- LIST OF TASKS:
• a. In the wasabi text, rewrite the part from "Nutritional information" up to and including "fat, and protein.", swapping "nutritional value" for "food value".
• b. Sum up the wasabi text in three sentences.

READING TEXT section start

Nutritional information

Wasabi is normally consumed in such small quantities that its nutritional value is negligible. The major constituents of raw wasabi root are carbohydrates, water, fat, and protein.

Cultivation

Wasabi can be classified according to the style in which it is planted. "Field wasabi" is wasabi grown in fields, and "water wasabi" is cultivated in a semiaquatic system, in stream beds. In Japan, semiaquatic systems are traditionally used for cultivation. "Water wasabi" is valued for its large rhizome.
Few places are suitable for large-scale wasabi cultivation, which is difficult even in ideal conditions. In Japan, wasabi is cultivated mainly in these regions:

Traditional growing methods

Traditional wasabi growing methods generally make use of a stream of flowing water without recycling and a permeable medium. The oldest cultivation method, called the Jizawa style involves the spreading of pebbles and sand on wasabi fields on steep terrain with an inclination of 3-4%.

READING TEXT section end
EXCERPTED RECORDS section start

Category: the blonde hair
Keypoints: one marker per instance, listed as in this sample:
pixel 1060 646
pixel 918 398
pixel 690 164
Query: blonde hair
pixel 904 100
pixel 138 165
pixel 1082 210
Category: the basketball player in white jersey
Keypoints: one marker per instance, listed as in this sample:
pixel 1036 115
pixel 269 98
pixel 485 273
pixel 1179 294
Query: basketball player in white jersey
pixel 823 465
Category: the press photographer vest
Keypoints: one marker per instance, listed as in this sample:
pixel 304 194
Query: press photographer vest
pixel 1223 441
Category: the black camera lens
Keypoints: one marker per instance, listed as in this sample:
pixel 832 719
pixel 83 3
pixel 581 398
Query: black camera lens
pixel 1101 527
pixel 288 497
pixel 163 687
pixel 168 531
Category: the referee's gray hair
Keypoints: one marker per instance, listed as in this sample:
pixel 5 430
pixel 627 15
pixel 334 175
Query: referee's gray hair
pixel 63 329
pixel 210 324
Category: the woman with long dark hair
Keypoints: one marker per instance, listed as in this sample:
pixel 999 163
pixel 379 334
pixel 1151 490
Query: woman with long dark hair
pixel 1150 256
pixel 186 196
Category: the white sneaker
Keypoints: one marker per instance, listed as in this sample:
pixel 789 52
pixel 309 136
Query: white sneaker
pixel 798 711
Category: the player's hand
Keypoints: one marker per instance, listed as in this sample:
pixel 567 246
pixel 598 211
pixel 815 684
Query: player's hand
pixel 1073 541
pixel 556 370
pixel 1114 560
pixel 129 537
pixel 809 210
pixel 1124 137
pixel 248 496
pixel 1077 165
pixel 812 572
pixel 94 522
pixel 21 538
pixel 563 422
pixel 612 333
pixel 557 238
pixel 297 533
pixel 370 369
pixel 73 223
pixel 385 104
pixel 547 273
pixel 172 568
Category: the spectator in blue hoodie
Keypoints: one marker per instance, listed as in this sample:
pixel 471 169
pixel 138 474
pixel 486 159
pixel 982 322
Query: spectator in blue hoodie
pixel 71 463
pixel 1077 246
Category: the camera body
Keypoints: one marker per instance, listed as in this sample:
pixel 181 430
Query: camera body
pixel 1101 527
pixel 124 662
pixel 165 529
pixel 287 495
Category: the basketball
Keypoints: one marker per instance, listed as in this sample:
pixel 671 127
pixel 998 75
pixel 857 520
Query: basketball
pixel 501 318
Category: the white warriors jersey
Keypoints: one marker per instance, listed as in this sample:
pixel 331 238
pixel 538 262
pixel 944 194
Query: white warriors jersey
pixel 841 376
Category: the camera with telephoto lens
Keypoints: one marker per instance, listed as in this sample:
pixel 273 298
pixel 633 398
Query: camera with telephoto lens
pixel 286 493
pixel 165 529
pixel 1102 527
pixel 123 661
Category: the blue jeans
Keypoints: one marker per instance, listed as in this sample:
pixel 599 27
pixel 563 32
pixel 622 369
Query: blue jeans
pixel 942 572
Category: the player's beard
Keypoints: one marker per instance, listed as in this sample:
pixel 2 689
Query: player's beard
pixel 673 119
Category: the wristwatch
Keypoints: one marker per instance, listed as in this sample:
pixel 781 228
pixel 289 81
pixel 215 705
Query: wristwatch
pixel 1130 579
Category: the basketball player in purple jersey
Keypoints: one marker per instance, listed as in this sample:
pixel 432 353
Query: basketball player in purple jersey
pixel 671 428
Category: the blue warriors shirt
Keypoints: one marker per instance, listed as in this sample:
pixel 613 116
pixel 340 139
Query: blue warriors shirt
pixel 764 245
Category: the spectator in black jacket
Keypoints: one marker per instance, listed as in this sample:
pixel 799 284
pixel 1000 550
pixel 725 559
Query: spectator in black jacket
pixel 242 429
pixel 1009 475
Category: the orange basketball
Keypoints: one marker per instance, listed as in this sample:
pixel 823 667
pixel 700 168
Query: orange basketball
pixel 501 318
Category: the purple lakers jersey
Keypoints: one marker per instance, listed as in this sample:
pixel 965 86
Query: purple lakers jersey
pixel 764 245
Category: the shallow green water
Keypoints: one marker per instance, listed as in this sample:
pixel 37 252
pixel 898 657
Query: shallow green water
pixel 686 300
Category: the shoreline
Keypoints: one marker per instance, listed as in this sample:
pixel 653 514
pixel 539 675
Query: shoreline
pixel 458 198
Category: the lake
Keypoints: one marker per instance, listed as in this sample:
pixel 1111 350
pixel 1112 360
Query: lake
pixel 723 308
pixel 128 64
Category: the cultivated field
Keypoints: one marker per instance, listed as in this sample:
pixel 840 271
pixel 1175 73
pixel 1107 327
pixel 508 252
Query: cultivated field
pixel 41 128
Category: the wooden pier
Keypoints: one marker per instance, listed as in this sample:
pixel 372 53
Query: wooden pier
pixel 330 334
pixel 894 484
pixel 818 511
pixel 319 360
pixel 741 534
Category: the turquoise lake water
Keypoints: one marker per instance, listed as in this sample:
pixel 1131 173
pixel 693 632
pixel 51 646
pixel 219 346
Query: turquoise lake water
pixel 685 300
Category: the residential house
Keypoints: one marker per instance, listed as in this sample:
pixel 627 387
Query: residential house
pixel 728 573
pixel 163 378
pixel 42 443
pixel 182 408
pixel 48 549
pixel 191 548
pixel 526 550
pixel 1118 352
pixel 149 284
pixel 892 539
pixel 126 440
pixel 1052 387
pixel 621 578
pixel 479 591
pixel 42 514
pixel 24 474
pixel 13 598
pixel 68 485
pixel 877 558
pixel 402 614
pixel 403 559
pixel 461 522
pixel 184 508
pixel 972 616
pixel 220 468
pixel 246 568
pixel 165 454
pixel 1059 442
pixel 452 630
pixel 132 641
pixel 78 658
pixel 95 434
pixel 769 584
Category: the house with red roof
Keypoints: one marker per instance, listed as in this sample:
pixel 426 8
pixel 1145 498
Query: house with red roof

EXCERPTED RECORDS section end

- TASK-BY-TASK RESULTS:
• a.
Nutritional information

Wasabi is normally consumed in such small quantities that its food value is negligible. The major constituents of raw wasabi root are carbohydrates, water, fat, and protein.

• b. Wasabi is eaten in such small amounts that its nutritional value is negligible, and its raw root is made up mainly of carbohydrates, water, fat, and protein. It is grown either in fields or in semiaquatic stream beds, the traditional method in Japan, and few places are suitable for large-scale cultivation. Traditional methods use a stream of flowing water without recycling and a permeable medium, and the oldest, the Jizawa style, spreads pebbles and sand on fields on steep terrain.